Task instructions
Copy out all of the records below word for word, but leave out the pictures.

--- begin ---

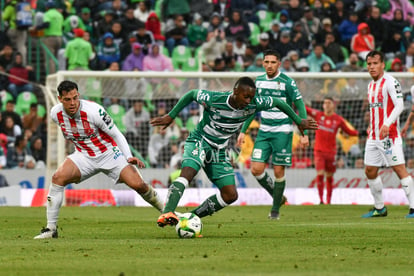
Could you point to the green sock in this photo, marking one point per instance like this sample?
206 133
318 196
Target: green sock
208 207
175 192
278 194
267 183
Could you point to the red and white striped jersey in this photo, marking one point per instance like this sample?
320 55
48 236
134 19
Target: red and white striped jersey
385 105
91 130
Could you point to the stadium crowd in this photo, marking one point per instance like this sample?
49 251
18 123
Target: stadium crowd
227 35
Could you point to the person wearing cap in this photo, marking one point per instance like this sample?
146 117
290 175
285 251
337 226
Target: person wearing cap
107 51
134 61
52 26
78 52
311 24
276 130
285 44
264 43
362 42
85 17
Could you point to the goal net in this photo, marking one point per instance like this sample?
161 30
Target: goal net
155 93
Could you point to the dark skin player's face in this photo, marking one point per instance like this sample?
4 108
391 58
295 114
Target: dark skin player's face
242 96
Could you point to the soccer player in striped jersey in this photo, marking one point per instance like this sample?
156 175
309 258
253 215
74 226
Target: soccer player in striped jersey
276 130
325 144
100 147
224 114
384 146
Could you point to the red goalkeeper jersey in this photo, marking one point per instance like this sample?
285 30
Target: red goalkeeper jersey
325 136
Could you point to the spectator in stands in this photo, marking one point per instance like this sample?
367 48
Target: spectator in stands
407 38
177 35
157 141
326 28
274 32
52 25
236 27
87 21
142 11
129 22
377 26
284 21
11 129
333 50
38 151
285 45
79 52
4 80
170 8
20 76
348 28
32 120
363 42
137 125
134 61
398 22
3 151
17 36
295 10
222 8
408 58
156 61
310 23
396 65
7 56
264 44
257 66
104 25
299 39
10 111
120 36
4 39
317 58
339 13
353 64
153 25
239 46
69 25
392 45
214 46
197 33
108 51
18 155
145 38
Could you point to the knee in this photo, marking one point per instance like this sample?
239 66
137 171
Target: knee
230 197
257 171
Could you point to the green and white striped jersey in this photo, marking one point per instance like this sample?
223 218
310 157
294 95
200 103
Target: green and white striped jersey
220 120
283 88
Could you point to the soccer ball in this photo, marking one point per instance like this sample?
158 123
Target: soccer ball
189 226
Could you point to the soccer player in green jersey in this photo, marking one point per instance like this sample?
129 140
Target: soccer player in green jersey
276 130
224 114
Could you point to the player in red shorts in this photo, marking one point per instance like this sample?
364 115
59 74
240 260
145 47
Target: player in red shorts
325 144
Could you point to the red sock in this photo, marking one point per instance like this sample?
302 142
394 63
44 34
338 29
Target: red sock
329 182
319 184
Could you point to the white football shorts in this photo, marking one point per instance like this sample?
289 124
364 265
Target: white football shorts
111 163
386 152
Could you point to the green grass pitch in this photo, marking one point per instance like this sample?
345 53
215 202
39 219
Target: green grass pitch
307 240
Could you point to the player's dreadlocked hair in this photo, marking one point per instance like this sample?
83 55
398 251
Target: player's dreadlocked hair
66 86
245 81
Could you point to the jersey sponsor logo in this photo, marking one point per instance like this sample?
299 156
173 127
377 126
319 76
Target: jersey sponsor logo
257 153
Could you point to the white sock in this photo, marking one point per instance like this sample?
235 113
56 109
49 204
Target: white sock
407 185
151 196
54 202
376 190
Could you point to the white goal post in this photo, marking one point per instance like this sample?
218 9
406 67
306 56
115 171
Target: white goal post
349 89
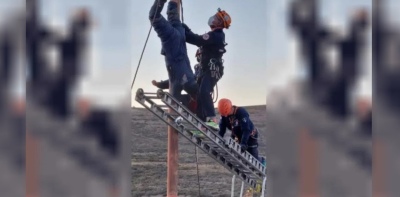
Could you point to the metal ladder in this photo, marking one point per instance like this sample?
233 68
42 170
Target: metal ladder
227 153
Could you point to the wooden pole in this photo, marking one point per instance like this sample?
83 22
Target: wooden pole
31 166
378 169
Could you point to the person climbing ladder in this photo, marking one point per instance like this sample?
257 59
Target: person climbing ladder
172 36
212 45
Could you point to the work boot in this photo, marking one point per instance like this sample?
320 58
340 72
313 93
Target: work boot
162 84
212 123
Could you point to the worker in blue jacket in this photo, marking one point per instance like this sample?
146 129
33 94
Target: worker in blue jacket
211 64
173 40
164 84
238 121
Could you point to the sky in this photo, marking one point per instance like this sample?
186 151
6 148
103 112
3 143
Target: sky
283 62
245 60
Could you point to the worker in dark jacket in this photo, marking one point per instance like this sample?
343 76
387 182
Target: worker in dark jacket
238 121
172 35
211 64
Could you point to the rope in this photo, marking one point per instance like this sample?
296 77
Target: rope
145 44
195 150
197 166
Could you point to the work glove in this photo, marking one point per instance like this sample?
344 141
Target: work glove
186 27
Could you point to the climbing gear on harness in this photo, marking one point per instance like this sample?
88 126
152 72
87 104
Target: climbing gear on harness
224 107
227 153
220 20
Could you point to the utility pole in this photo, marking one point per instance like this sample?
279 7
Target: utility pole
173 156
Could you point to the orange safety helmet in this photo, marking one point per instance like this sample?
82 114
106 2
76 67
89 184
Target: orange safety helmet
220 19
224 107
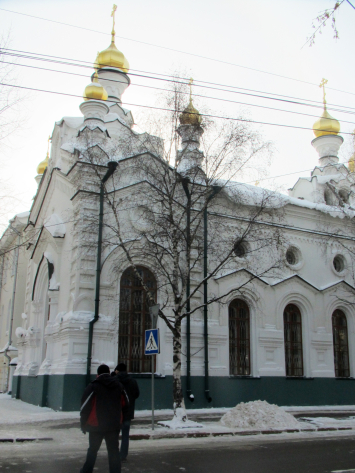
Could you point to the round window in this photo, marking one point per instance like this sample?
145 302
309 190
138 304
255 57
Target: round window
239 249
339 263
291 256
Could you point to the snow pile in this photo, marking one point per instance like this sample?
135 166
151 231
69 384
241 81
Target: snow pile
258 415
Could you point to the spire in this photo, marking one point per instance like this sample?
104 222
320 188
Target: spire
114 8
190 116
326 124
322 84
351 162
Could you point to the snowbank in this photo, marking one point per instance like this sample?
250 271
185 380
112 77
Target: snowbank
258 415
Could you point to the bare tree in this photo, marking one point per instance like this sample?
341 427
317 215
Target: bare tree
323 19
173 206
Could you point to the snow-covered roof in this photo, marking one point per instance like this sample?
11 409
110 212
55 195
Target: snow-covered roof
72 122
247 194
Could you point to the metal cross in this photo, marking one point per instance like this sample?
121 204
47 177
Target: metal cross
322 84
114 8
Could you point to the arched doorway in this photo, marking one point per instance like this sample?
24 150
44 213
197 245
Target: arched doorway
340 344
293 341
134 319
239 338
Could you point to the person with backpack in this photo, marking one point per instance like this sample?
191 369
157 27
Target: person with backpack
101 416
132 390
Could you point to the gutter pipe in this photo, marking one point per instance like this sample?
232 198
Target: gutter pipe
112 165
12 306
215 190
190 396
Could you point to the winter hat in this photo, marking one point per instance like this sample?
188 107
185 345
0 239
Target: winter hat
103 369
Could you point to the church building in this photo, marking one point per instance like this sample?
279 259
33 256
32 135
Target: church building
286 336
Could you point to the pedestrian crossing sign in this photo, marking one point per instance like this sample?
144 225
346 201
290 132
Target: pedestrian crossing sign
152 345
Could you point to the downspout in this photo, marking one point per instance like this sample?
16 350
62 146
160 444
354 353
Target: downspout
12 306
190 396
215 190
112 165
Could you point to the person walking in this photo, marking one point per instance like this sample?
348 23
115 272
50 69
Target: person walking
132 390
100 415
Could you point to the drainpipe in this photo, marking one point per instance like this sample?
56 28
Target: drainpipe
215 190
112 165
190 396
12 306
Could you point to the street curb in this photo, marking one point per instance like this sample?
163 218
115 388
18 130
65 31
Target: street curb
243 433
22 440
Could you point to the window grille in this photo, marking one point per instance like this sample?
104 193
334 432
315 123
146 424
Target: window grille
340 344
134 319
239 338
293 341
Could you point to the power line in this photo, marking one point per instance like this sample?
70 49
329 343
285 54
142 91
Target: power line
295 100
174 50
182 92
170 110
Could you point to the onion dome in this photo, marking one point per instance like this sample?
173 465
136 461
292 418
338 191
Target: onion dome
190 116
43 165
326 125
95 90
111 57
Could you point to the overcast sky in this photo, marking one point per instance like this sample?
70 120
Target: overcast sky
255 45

--- end ---

Response to this exercise
Could you point to the green sock in this photo, marking one point per instance like this sample?
206 133
318 196
Target: green sock
208 207
175 192
278 194
267 183
Could you point to the red and white striped jersey in this photo, marking one point per instance like this sample?
320 55
48 236
134 19
Target: red and white striped jersey
385 105
91 130
Could you point to the stadium crowd in this photo, marking one point per instance like this sample?
49 251
18 123
Target: stadium crowd
227 35
Could you point to the person wearing cap in this photo, marking one point per instance like this sample?
146 117
290 175
285 251
337 226
Target: person wearing cap
107 51
134 61
52 26
78 52
311 24
276 130
285 44
264 43
362 42
85 17
Could you point to the goal net in this photo, marking one point per instance like this sample?
161 30
Target: goal net
155 93
Could you point to the dark skin player's face in this photo, marking one point per instance like this sample?
4 108
391 58
295 114
Target: dark skin player's face
242 96
Could you point to the soccer player in striped jersey in this photo, marking one point per instance like this sample?
156 175
309 258
253 215
74 226
Target: soccer player in striped jersey
276 130
325 144
100 147
224 114
384 146
Could you point to the red goalkeeper jersey in this photo, marking one point per instance like this sample?
285 30
Target: red goalkeeper jersey
325 136
Could you point to the spectator in stands in this photo, marking one point per instance like this sample?
367 48
Target: spectator in stands
407 38
177 35
157 141
326 28
274 32
52 25
236 27
87 21
142 11
129 22
377 26
284 21
11 129
333 50
38 151
285 45
79 52
4 80
170 8
20 76
348 28
32 120
363 42
137 125
134 61
398 22
3 151
17 36
295 10
222 8
408 58
156 61
310 23
396 65
7 56
264 44
257 66
104 25
299 39
10 111
120 36
4 39
317 58
339 13
353 64
153 25
239 46
69 25
392 45
214 46
197 33
108 51
18 155
145 38
Could you point to the knee in this photo, marking one point per instance like this sample?
239 66
137 171
Target: knee
230 197
257 171
Could you point to the green and white striped jersey in this photo, marking one point per instance like this sample?
223 218
310 157
294 95
200 103
Target: green and white striped jersey
220 120
283 88
Could you point to the soccer ball in this photo, marking one point per instance like this sample?
158 123
Target: soccer ball
189 226
Could you point to the soccer player in green jersey in this photo, marking one point per instance like this sample?
129 140
Target: soccer player in green jersey
276 130
224 114
Could you point to the player in red shorts in this photo, marking one point per instance like this sample?
364 115
59 74
240 260
145 47
Target: player in red shorts
325 144
Could you point to the red sock in this photo, marking one point per instance like this sample?
302 142
394 63
44 34
338 29
Target: red sock
329 182
319 184
Could you point to the white football shorts in this photo, marking one point per instance like this sample?
289 124
364 265
Target: white football shorts
111 163
386 152
Could you point to the green grass pitch in this photo, marking one point per instance like this sample?
345 53
215 202
39 219
Target: green grass pitch
307 240
Could you point to the player's dreadlocked hair in this photo, marking one point per instance like this sample?
83 55
398 251
Target: player's dreadlocked hair
66 86
245 81
Could you point to the jersey sponsor logo in this photo, marking one point per instance like this sample?
299 156
173 127
377 126
319 76
Target: jersey sponsor logo
257 153
Could you point to the white sock in this photo, marking one point per instance like this sample?
235 113
56 109
49 204
Target: white sock
407 185
151 196
54 202
376 190
Could you point to the white goal post in this photo, marking one point per instance like this sample?
218 9
406 67
306 56
115 171
Target: white goal post
349 89
Could you point to the metal ladder in this photo, marking one point per instance like this sample?
233 68
42 170
Target: metal ladder
227 153
Could you point to the wooden pole in this photo, marking one point per instance like this sample?
83 22
Target: wooden pole
31 166
378 169
Could you point to the person climbing ladder in this photo, marking one point per instance like this sample?
257 59
Target: person climbing ladder
172 36
212 45
Could you point to the work boot in this photo, marking one point per instance like this sample?
320 58
340 72
313 93
Target: work boot
162 84
212 123
Could you point to the worker in blue jacket in this photo, marking one point per instance like this sample?
146 129
33 94
Target: worker in blue jacket
211 64
173 40
164 84
238 121
Could you point to the sky in this photo, marking one point per instance like this sample?
186 151
6 148
103 112
3 143
Target: sky
283 62
245 60
Could you point to the worker in dark jacket in this photo, marking one point per instance like this sample?
343 76
387 182
Target: worker in dark jacket
238 121
172 35
211 64
Could you point to the rope in this photo, marking one point per instance like this sample?
296 77
Target: rope
145 44
195 150
197 166
Could you point to the work glove in this photo, marking one point per instance like this sample?
344 141
Target: work glove
186 27
Could you point to the climbing gear on harness in this photo, marking one point per instance like this sample?
88 126
152 72
87 104
Target: climbing gear on harness
224 107
227 153
220 20
Could you point to the utility pole in this photo, marking one point per instance like this sample?
279 7
Target: utility pole
173 156
Could you point to the orange safety helmet in this photo, marking one point per instance like this sample?
82 114
106 2
76 67
89 184
Target: orange safety helmet
220 19
224 107
Could you point to the round window in this photo, marking one point per instance like this sample?
145 302
309 190
138 304
255 57
Target: round window
239 249
339 263
291 256
Could you point to the snow pile in this photo, marking one point per instance like this sample?
135 166
151 231
69 384
241 81
Target: snow pile
258 415
Could you point to the spire in this photo, marking one point per instance like this sample?
104 222
320 188
Target: spire
114 8
190 116
326 124
322 84
351 162
Could you point to the snowbank in this photo, marking one point per instance like this sample?
250 271
185 380
112 77
Target: snowbank
258 415
Could you point to the bare tree in this photo, marking one point per instance like this sample?
341 427
317 215
Target: bare tree
323 19
173 206
Could you point to the snow-covered roof in this photo, marking one point per instance like this sample?
11 409
110 212
55 195
Target: snow-covered roof
72 122
247 194
Could you point to the metal cross in this photo, marking one point per instance like this sample?
121 204
47 177
Target: metal cross
322 84
114 8
Could you point to the arched doorway in this photo, marking one point per instance like this sample?
24 150
44 213
197 245
Target: arched doorway
340 344
293 341
134 319
239 338
Could you point to the person with backpack in this photo, marking one point per instance like this sample?
191 369
157 27
Target: person with backpack
101 416
132 390
Could you point to the gutter pipe in this photo, marking one point per instance like this sample?
232 198
Target: gutter pipe
112 165
12 306
215 190
190 396
Could you point to the winter hat in this photo, marking one point per instance like this sample?
188 107
185 345
0 239
Target: winter hat
103 369
Could you point to the church building in this photo, marking one point per instance like this sample?
279 259
33 256
32 135
Target: church building
286 336
Could you point to the pedestrian crossing sign in this photo, marking one point per instance like this sample?
144 225
346 201
290 132
Target: pedestrian crossing sign
152 345
Could you point to the downspout in this photo, marking one point per instance like this sample?
16 350
62 146
160 444
354 353
Target: downspout
12 306
190 396
215 190
112 165
Could you point to the person walking in this photo, marking one point per instance like this sample?
348 23
115 272
50 69
Target: person walking
132 390
100 415
Could you point to the drainpipe in this photo, marking one point per instance like this sample?
56 28
Target: drainpipe
215 190
112 165
190 396
12 306
Could you point to the street curb in this photo, marking one point per instance like this sample?
163 218
115 388
18 130
65 31
Target: street curb
243 433
22 440
Could you point to the window grille in this photo, marking one point per instance like this sample?
104 193
334 432
315 123
146 424
Target: window grille
340 344
134 319
239 338
293 341
Could you point to the power line in this photo, marking one point per instance like this sample?
70 49
329 343
285 54
142 91
Target: power line
295 100
174 50
182 92
170 110
Could you point to the onion dome in this photo, marking one point per instance like this sample?
173 465
136 461
292 418
338 191
Target: onion dome
190 116
43 165
326 125
95 90
111 57
Could you point to the overcast sky in this photo, marking one point per instance like this sample?
70 120
Target: overcast sky
255 45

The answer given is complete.